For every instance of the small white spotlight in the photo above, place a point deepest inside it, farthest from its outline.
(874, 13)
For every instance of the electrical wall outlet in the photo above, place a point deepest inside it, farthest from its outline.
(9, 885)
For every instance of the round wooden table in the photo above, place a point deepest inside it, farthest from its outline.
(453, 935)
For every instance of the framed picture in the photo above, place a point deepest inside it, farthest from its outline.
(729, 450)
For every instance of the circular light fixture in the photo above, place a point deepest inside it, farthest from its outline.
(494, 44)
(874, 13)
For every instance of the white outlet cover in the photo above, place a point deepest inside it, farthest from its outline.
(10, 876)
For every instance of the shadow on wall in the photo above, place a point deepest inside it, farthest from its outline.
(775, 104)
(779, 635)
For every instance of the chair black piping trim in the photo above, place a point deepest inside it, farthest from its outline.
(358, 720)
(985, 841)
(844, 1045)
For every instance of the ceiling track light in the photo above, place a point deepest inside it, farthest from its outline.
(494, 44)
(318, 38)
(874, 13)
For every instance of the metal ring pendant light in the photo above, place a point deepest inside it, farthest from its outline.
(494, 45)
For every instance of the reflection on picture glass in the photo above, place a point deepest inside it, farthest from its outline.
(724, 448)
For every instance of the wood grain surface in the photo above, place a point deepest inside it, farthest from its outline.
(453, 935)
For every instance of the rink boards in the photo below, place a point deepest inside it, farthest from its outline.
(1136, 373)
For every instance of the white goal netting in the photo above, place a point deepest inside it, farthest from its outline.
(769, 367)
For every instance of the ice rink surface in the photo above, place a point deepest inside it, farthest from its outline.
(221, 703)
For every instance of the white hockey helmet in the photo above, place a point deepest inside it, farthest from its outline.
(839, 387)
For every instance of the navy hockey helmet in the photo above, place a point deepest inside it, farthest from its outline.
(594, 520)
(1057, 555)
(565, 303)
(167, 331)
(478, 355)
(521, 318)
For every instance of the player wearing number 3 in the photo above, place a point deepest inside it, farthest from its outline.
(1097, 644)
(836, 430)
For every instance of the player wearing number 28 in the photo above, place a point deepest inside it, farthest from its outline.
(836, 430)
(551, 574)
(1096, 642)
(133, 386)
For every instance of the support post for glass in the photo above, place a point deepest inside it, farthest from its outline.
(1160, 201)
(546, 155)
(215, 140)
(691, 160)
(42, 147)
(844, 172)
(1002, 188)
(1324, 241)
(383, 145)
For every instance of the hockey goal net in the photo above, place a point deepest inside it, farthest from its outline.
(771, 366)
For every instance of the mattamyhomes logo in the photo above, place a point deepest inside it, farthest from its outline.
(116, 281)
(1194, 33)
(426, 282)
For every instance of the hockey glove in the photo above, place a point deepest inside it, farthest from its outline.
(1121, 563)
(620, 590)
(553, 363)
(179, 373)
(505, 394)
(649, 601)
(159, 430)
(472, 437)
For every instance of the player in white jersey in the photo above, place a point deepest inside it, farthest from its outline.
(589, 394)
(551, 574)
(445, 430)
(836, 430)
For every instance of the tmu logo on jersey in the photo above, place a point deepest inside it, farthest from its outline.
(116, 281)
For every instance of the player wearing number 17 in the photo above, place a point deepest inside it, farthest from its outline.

====

**Your instructions**
Retype all the data, keeping every character the same.

**Your solution**
For every instance of the small white spotlight in the photo above, place a point deepest inside it, farthest from its outline.
(874, 13)
For every instance of the electrical wall outlet in the photo above, place a point deepest inside it, farthest from its outline.
(9, 885)
For every instance of the round wooden table in the photo above, place a point deepest inside it, farthest from its outline.
(453, 935)
For every instance of the framed picture in the photo above, place a point deepest inside it, farthest from its outline.
(729, 450)
For every instance of the circular light fixture in the photo above, place a point deepest inside it, farthest from its outline.
(494, 44)
(874, 13)
For every instance of the white outlet cover in the photo above, place a point deepest inside it, farthest from its outline.
(10, 876)
For every instance of the shadow on wall in the photo above, place a point deepest inside it, farthest from its outline.
(775, 104)
(779, 635)
For every instance of the chair black piping trim in the photo above, place a point deepest inside it, farthest from its outline.
(358, 720)
(985, 841)
(844, 1045)
For every instance of the ceiling track light in the photo above, place a point deepest inside it, farthest from its outline.
(494, 44)
(318, 38)
(874, 13)
For every instance of the metal ring pendant light in the photo above, place a point deepest inside it, farthest from its outline.
(494, 45)
For every instance of the reflection on picture glass in the photo above, place a point deepest inside it, farthest from its outline.
(724, 448)
For every instance of the wood grain surface in the photo above, place a point deepest inside it, farthest from its outline.
(453, 935)
For every instance of the rink boards in the photo below, place a point deepest inside it, farthest from its outline.
(1136, 373)
For every instance of the white goal netting in the photo above, place a point deepest inside it, farthest from its outline.
(769, 367)
For every instance of the ice rink surface in the photo above, place a point deepest inside it, farthest from its outline.
(221, 703)
For every instance of the white hockey helmet in the photo above, place a point deepest inside it, farthest from its outline.
(839, 387)
For every instance of the navy hockey helmet in the photo above, place a point deepest inside it, farthest from its outline.
(594, 520)
(1057, 555)
(565, 303)
(167, 331)
(478, 355)
(521, 318)
For every instance of the player wearing number 3 in the photo above, place a point deepest inside it, farthest from its outline.
(1097, 644)
(836, 430)
For every instance of the player wearing number 28 in the photo above, place a point deepest inside it, farthest from its outline.
(836, 430)
(551, 574)
(1096, 642)
(133, 386)
For every instance of the support post for glass in the photo above, place a point deepest inside it, farthest from its outline.
(1160, 201)
(546, 155)
(215, 140)
(691, 160)
(42, 147)
(844, 172)
(1002, 188)
(1324, 241)
(383, 145)
For every instance of the hockey goal net in the photo above, place a point deepest inside it, farthest from its outline.
(771, 366)
For every instance of the mattamyhomes logo in the photo above, place a point deepest inside it, farthest from its outline.
(116, 281)
(1194, 33)
(426, 282)
For every instance of the hockey glove in the photo above, place a point deepest inside it, farthest from its outline.
(1121, 563)
(620, 590)
(553, 363)
(179, 373)
(505, 394)
(649, 601)
(159, 430)
(472, 437)
For every instance of the player in white jersey in the photo above, place a point deepest inside it, farthest from its outline.
(589, 394)
(551, 574)
(445, 430)
(836, 430)
For every instance of the tmu logo on jersey in the photo above, place a point deepest inside it, farthest from its outline.
(116, 281)
For every instance of the player wearing number 17 in the photo above, place a point deepest inside it, farthest from its outline.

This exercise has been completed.